■ **PAGE TEXT**:
From Casetext: Smarter Legal Research

Armentano v. Broadway Mall

Appellate Division of the Supreme Court of New York, Second Department
Feb 13, 2008
48 A.D.3d 493 (N.Y. App. Div. 2008)

Opinion

No. 2006-10594.

February 13, 2008.

In an action to recover damages for personal injuries, etc., the defendants Lehrer McGovern Bovis, Inc., and Garito Contracting, Inc., separately appeal, as limited by their respective briefs, from so much of an order of the Supreme Court, Nassau County (Spinola, J.), dated October 27, 2006, as granted the motion of the defendant CCM, Inc., for summary judgment dismissing all cross claims for contribution and indemnification asserted against it.

Newman Fitch Altheim Myers, P.C., New York, N.Y. (Adrienne Scholz and Stephen N. Shapiro of counsel), for appellant Lehrer McGovern Bovis, Inc.

Melito Adolfsen, P.C., New York, N.Y. (Louis G. Adolfsen and Robert D. Ely of counsel), for appellant Garito Contracting, Inc.

O'Connor, O'Connor, Hintz Deveney, LLP, Melville, N.Y. (Michael T. Reagan of counsel), for respondent.

Before: Spolzino, J.P., Florio, Miller and Dickerson, JJ.


Ordered that the order is affirmed insofar as appealed from, with one bill of costs.

■ **SET PROBLEM A**:
Pull out every line of the rows below that contains the word "construction", treating uppercase and lowercase as different.

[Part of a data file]
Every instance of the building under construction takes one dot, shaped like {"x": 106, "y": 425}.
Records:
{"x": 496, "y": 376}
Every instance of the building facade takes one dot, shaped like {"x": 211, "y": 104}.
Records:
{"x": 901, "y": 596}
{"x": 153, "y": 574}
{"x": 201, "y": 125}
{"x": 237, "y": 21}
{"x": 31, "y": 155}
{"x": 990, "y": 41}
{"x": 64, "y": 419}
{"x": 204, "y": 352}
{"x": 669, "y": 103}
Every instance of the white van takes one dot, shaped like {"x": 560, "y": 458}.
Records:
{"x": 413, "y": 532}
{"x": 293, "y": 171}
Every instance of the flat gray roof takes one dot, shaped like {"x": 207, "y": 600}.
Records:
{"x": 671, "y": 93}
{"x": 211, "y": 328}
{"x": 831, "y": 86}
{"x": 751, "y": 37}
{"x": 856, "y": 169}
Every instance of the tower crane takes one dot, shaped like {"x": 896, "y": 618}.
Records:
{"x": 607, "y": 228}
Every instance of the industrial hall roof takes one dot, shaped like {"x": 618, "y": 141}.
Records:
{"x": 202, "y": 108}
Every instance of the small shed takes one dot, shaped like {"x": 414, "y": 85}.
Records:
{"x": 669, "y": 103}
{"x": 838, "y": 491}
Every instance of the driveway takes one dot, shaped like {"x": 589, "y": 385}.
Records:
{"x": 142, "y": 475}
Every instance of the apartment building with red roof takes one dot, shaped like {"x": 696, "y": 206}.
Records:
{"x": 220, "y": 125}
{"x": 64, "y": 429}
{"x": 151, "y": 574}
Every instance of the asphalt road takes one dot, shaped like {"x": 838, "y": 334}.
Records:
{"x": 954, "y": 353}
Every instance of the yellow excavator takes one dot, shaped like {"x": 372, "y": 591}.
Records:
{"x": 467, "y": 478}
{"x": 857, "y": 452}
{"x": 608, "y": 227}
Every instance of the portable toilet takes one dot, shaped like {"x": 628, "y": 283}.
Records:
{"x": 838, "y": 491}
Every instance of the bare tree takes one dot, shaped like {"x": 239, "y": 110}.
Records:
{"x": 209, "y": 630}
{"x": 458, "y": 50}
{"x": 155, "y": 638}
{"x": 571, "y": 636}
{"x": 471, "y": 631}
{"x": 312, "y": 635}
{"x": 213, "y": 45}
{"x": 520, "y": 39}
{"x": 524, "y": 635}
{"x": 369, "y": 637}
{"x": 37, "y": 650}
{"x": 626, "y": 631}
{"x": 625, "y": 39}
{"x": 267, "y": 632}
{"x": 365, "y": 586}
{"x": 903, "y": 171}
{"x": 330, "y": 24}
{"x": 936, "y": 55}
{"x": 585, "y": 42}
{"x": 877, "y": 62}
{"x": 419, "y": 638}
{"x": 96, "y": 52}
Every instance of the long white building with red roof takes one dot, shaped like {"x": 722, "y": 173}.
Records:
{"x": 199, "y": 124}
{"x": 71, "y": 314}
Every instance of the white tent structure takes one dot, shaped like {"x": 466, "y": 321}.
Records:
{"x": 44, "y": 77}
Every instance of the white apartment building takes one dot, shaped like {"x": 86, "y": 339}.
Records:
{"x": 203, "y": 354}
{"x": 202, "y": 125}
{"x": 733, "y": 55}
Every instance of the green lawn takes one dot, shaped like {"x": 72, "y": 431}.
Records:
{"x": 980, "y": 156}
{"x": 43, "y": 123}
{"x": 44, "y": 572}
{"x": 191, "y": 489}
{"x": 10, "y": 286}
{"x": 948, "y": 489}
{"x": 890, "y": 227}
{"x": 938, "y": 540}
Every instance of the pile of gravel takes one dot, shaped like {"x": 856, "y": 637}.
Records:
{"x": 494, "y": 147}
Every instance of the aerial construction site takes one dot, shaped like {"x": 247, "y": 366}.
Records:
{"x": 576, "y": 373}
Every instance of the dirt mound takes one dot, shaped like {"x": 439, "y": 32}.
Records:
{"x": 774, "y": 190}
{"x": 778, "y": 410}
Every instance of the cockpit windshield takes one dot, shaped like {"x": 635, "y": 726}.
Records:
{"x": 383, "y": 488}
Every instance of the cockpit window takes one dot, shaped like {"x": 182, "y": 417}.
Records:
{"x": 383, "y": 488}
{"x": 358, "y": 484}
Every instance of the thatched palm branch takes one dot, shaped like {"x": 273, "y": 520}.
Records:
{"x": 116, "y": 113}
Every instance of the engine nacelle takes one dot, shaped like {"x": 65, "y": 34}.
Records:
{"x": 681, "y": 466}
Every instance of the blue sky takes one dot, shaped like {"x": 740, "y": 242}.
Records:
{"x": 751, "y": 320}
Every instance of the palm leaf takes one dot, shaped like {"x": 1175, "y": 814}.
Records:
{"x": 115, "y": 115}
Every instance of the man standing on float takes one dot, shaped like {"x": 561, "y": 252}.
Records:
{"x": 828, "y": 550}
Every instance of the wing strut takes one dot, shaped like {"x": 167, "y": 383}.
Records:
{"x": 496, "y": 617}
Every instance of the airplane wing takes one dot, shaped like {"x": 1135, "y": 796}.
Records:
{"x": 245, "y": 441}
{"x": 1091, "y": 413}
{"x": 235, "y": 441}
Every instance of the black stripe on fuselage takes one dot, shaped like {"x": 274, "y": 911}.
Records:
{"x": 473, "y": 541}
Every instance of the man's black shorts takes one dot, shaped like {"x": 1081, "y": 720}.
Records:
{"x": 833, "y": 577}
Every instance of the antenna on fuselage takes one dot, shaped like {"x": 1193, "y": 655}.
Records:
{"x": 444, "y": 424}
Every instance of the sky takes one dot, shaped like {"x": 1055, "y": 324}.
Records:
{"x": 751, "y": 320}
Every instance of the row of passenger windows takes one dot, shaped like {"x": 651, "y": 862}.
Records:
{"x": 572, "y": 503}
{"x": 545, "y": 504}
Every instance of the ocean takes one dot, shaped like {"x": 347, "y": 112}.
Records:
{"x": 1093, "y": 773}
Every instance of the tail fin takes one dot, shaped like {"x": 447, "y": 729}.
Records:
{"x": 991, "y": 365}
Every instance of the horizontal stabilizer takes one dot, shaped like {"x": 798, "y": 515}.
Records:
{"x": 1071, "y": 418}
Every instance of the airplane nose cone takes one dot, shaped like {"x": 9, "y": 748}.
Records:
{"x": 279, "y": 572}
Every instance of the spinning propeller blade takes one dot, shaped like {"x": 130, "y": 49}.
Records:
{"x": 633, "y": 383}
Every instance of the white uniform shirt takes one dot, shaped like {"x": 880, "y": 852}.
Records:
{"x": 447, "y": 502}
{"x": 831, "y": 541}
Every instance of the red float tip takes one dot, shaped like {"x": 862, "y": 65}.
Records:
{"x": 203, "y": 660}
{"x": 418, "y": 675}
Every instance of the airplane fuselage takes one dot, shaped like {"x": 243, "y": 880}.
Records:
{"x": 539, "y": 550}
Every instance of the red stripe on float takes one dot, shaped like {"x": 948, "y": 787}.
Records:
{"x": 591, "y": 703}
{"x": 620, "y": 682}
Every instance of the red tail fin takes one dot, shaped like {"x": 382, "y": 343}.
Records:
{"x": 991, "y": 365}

■ **SET PROBLEM B**:
Copy the stretch of the court opinion from "No. 2006-10594." through "appellant Lehrer McGovern Bovis, Inc." word for word.

■ **WRITTEN ANSWER A**:
Every instance of the building under construction takes one dot, shaped like {"x": 106, "y": 425}.
Every instance of the aerial construction site takes one dot, shaped like {"x": 247, "y": 366}.

■ **WRITTEN ANSWER B**:
No. 2006-10594.

February 13, 2008.

In an action to recover damages for personal injuries, etc., the defendants Lehrer McGovern Bovis, Inc., and Garito Contracting, Inc., separately appeal, as limited by their respective briefs, from so much of an order of the Supreme Court, Nassau County (Spinola, J.), dated October 27, 2006, as granted the motion of the defendant CCM, Inc., for summary judgment dismissing all cross claims for contribution and indemnification asserted against it.

Newman Fitch Altheim Myers, P.C., New York, N.Y. (Adrienne Scholz and Stephen N. Shapiro of counsel), for appellant Lehrer McGovern Bovis, Inc.